→ PROVIDED PASSAGE:
::::
Saturday, April 8, 2017

JSRF Ingame

First of all, sorry it's been a while since I've updated the blog.  Life hasn't exactly been fair as of late, so to speak.  But since I'm here, I'm going to share this bit of news that surfaced a few weeks ago, so some of you already know about this.

Go ahead and watch the video.  While it's buggy it's still impressive, considering that this is something I've never successfully done in my own lifetime.  I'm actually surprised the music works as well as it does.

Needless to say, SoullessSentinel is definitely better than I am.  He's done several things that I never thought to do and did it better than I could have.  So the torch rightfully belongs to him right now.

Cheers, to SoullessSentinel and Cxbx, the emulator that never says die!


Sunday, January 22, 2017

The macOS Experiment (Part 2)

Around the beginning of the new year, I mentioned what I titled "The macOS Experiment" and some of what I had planned for it.  Over the weekend, I wanted to put a bit of effort into it and see what would happen.  Did I get it working?  Well, almost.  And I'll get to that in a moment.  First, I'll share the git repo for those that want to see what I'm talking about:

There isn't much there but the bare minimum, and it was crappily written (no need to point out the obvious) because I just wanted to quickly see if I could get it up and running.

Basically what it does is this: It serves as a way to launch 32-bit code from the desired base address (for the sake of Xbox, 0x10000) by calling mmap to reserve that desired memory location and range as well as give us read, write and execute permissions on it, then injects the code to be run at the given base address (in this case, a .xbe file).  From there, we point to the .xbe file's main function (not the entry point, which is what Xeon did) with a function pointer and call it.  Actually before we call that function, we need to insert our wrapper functions to HLE the necessary functions in the .xbe.  For now, I just hard coded those to see if I could get a quick proof of concept going.

So to start off, I took the simplest .xbe to deal with, the first D3D tutorial in the XDK, CreateDevice.  All it does is create the D3D device, clear the screen to a random colour, then present it to us.  This is actually simpler than it sounds, considering that you don't have to literally create a D3D device.  All the D3D functions are C-based functions using the __stdcall calling convention.  The only parameter to even worry about there is D3DPRESENT_PARAMETERS anyway to initialize an OpenGL context that we want to match those parameters.  Clearing and swapping the screen are also very trivial things, but as you can see, I didn't literally add any of that code.  Why is that?  Because I needed to make sure that my hooked functions get called correctly, and this is where things got a bit tricky.
::::
→ ENTRIES:
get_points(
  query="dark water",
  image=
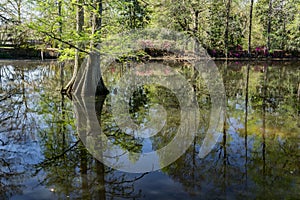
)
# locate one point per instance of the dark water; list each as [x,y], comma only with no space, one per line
[257,157]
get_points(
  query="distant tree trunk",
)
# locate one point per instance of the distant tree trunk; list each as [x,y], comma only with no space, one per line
[79,28]
[269,26]
[227,27]
[250,27]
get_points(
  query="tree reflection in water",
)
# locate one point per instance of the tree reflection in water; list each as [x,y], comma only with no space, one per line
[257,157]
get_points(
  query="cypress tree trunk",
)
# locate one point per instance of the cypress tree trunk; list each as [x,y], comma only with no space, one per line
[250,28]
[79,29]
[269,26]
[227,27]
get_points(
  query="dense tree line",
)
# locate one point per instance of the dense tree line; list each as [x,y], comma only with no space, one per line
[225,28]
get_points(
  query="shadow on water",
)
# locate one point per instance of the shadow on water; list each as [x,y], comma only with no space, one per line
[257,157]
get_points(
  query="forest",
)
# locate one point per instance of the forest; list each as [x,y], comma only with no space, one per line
[226,28]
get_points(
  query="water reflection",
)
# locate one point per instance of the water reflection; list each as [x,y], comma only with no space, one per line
[42,156]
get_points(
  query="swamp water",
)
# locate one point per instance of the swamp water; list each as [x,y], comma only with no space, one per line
[257,157]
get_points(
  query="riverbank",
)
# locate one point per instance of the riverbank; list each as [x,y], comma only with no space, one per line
[27,53]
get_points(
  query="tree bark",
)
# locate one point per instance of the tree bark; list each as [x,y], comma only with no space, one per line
[79,29]
[250,28]
[227,27]
[269,26]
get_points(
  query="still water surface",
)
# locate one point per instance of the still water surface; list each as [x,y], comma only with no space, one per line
[257,157]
::::
→ WORK TO DO:
1. Write out the blog post again, beginning at the words "Needless to say, SoullessSentinel" and stopping after "never says die!", and switch "torch" to "crown" in that passage.
2. How many lines of the entries contain the string "locate"? Case counts; give only the number.

→ SOLUTIONS:
1.
Needless to say, SoullessSentinel is definitely better than I am.  He's done several things that I never thought to do and did it better than I could have.  So the crown rightfully belongs to him right now.

Cheers, to SoullessSentinel and Cxbx, the emulator that never says die!

2. 12